Print the lines below word for word, leaving out the pictures.

-- BEGIN Data supplied --

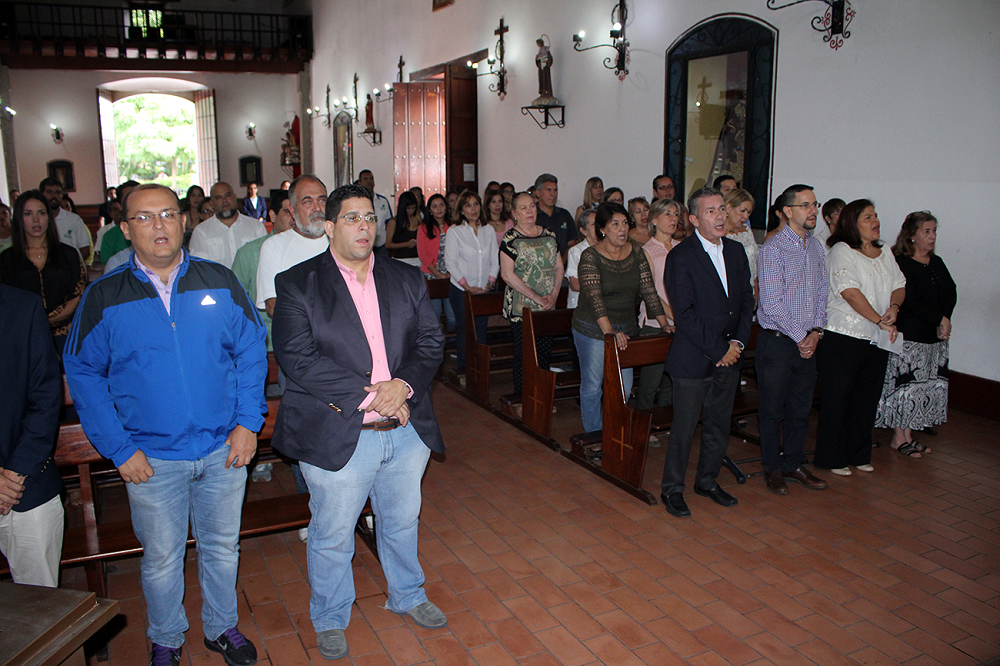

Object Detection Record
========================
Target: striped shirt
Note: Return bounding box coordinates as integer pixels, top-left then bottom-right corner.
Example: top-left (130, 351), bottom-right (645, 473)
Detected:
top-left (757, 226), bottom-right (829, 343)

-- END Data supplied --

§ **The solution**
Object Detection Record
========================
Target: striped shirt
Note: Return bounding box coordinates as integer pixels, top-left then bottom-right corner.
Example: top-left (130, 351), bottom-right (645, 473)
Detected:
top-left (757, 226), bottom-right (829, 343)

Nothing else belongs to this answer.